*SOURCE EXTRACT:*
● ● ● ● ●
Ryan Announces World Aids Day Observation
FOR IMMEDIATE RELEASE
December 1, 1999
SPRINGFIELD -- As a visual demonstration of the state's commitment to stopping the spread of HIV/AIDS, Governor George H. Ryan today announced the Capitol dome lights and lights at other state government buildings will be dimmed for 15 minutes this evening in conjunction with the nation's12th annual observance of World AIDS Day.
"This is a day to reflect on the terrible toll in lives that AIDS has taken and to remember those who are living with this terrible disease," Ryan said. "It is also a day to express our commitment to continue the efforts to prevent further HIV infection and AIDS. Recent progress in treating those infected with HIV and AIDS has offered encouragement, but there are still too many people becoming infected with HIV."
In Illinois, there have been 22,778 reported cases of AIDS and, of those diagnosed with the disease, 14,194, or 62 percent have died. Illinois has the sixth highest total of AIDS cases in the nation. An estimated 28,000 to 38,000 others may be infected and living with HIV, the virus that causes AIDS.
Dome and holiday lights at the Capitol will be turned off at 6:45 p.m., as will lights in Chicago at the James R. Thompson Center, 100 W. Randolph St., and the State of Illinois Building, 160 N. LaSalle St. Lights at the Illinois Department of Public Health, 525-535 W. Jefferson St., Springfield, also will be dimmed. The Illinois observance coincides with the dimming of lights tonight at public and private buildings throughout the nation, including the White House.
Gov. Ryan has proclaimed today as AIDS awareness day and asked Illinoisans to focus on the 1999 World AIDS Day theme -- End the Silence, Listen, Learn, Live!
"The theme calls on all of us, but especially young people, to open communication about HIV/AIDS in order to confront ignorance, misinformation, fear and discrimination that perpetuate the spread of this disease," Ryan said.
In addition to the symbolic dimming of the lights, Dr. John R. Lumpkin, director of the Illinois Department of Public Health, today honored an individual and an organization with the state's sixth annual World AIDS Day Award for exceptional merit.
Dr. Patricia Langehennig, medical director of Regional Care Association of Joliet, received the individual award for her work to reduce the stigma associated with HIV infection, to provide care with a personal touch and to deliver prevention messages to communities at risk.
The organizational award was presented to the Carroll County Peer Educators of Sterling. The program staff consists of four high school students - Angela Rippy, Keasha Huren, Mindy Pettenger and Katy Queckboerner - who volunteer their time to provide HIV/AIDS information to their peers and to the community.
An individual honorable mention award went to Martin Gonzales-Rojas, Chicago, for coordinating a weekly support group for Latino gay men, organizing community forums and developing HIV prevention links with numerous Latino agencies.
An organizational honorable mention was presented to the McLean County AIDS Task Force, Bloomington, for its network of volunteers who are dedicated to stopping the spread of HIV/AIDS.
Nominations for the awards were solicited from local health departments, community organizations, service providers and citizens.
● ● ● ● ●
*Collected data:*
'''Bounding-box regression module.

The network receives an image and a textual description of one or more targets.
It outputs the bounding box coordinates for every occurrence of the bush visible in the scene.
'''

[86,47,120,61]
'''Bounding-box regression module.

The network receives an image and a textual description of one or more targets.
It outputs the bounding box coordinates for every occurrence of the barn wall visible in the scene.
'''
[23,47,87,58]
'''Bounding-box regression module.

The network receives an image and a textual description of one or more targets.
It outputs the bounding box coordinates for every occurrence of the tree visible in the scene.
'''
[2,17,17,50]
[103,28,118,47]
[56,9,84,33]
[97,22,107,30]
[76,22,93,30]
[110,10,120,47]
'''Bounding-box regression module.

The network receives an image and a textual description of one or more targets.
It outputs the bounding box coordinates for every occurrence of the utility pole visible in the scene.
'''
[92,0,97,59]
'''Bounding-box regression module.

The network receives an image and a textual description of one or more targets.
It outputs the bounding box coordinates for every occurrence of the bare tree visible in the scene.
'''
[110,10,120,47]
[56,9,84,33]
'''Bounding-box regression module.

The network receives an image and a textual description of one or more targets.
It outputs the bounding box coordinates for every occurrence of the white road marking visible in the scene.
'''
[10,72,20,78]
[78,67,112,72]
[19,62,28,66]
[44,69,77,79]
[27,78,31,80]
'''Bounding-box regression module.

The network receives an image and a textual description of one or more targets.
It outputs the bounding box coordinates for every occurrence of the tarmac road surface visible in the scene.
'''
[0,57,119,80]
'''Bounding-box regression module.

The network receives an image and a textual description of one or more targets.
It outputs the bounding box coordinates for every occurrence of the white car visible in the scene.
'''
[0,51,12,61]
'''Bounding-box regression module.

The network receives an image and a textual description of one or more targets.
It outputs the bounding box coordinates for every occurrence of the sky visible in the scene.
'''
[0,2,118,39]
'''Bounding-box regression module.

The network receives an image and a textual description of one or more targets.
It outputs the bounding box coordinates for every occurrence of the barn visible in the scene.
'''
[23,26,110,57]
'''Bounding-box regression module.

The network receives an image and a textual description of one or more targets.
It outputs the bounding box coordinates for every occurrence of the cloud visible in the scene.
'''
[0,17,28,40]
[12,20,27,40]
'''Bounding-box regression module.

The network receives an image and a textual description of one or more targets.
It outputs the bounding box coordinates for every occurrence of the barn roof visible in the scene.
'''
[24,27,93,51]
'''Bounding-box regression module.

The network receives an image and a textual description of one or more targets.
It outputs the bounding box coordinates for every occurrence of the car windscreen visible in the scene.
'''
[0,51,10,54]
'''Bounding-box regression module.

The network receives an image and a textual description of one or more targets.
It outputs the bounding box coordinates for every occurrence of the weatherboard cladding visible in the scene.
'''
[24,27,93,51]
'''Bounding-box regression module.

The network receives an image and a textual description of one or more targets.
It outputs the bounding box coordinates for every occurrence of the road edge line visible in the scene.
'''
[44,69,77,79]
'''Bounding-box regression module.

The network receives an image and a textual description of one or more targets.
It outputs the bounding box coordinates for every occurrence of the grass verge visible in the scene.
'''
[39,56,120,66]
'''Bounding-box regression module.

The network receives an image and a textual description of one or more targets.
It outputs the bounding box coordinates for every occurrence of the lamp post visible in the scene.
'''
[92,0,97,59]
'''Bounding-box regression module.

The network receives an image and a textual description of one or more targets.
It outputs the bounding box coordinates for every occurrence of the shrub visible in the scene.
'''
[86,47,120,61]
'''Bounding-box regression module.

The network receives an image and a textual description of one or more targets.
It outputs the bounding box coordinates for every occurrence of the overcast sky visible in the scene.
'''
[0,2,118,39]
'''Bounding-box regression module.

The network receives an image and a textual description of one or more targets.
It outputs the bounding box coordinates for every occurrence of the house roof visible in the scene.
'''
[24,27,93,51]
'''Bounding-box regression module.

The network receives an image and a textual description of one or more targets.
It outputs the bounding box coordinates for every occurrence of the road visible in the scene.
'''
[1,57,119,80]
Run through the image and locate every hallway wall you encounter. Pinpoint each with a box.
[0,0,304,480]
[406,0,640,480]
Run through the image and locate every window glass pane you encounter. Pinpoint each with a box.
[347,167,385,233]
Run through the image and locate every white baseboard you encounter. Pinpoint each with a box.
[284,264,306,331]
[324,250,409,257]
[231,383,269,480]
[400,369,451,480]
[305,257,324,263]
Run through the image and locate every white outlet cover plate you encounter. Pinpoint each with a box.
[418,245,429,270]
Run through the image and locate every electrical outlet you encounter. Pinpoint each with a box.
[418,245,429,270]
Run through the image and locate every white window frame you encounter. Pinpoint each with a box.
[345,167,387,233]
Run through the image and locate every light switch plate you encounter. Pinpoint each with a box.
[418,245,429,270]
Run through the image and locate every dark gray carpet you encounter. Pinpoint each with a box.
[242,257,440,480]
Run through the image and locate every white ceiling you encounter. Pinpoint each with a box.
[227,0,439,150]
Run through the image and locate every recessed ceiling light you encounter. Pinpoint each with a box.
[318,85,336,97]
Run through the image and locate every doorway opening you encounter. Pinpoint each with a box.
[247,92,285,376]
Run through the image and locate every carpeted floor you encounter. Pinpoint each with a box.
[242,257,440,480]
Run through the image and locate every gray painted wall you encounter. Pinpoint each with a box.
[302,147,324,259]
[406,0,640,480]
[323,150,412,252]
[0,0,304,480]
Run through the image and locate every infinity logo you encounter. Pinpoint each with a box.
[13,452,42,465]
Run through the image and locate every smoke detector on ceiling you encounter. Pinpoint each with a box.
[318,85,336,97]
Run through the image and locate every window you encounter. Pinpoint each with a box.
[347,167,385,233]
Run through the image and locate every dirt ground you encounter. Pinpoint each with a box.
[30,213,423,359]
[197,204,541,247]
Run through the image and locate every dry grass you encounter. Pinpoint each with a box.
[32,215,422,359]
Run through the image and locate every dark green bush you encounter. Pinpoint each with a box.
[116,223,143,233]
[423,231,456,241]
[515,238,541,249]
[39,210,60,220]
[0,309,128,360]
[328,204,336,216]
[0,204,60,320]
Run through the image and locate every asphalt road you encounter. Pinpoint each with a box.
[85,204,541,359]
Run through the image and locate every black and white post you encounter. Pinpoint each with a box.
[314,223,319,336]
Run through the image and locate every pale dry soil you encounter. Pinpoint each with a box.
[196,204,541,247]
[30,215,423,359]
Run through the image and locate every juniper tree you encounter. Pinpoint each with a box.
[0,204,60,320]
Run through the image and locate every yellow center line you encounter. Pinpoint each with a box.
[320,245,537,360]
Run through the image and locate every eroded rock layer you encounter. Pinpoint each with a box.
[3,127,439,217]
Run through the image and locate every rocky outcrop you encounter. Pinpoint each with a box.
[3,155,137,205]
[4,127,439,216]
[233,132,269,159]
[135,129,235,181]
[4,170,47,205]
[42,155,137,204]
● ● ● ● ●
*TASKS TO COMPLETE:*
• A. Using the World AIDS Day press release, say whether each statement agrees with it. Answer yes or no for each, and quote the words that decide it.
(i) Illinois has the sixth highest total of AIDS cases in the nation.
(ii) The Capitol dome lights will be turned off at 7:00 p.m.
(iii) The Carroll County Peer Educators program staff consists of four high school students.
• B. Rewrite the World AIDS Day press release from "Dr. Patricia Langehennig, medical" up to and including "to the community.", changing "organizational award" to "group award".
• C. Summarize the World AIDS Day press release in two sentences.

*EXERCISE RESULTS:*
• A.
(i) Yes: "Illinois has the sixth highest total of AIDS cases in the nation."
(ii) No: "Dome and holiday lights at the Capitol will be turned off at 6:45 p.m."
(iii) Yes: "The program staff consists of four high school students"

• B.
Dr. Patricia Langehennig, medical director of Regional Care Association of Joliet, received the individual award for her work to reduce the stigma associated with HIV infection, to provide care with a personal touch and to deliver prevention messages to communities at risk.
The group award was presented to the Carroll County Peer Educators of Sterling. The program staff consists of four high school students - Angela Rippy, Keasha Huren, Mindy Pettenger and Katy Queckboerner - who volunteer their time to provide HIV/AIDS information to their peers and to the community.

• C. Governor George H. Ryan announced that lights at the Capitol and other state buildings would be dimmed for 15 minutes to observe World AIDS Day, and he proclaimed the day as AIDS awareness day in Illinois, where 22,778 AIDS cases have been reported. The Illinois Department of Public Health also gave its sixth annual World AIDS Day Awards, honoring Dr. Patricia Langehennig and the Carroll County Peer Educators and giving honorable mentions to Martin Gonzales-Rojas and the McLean County AIDS Task Force.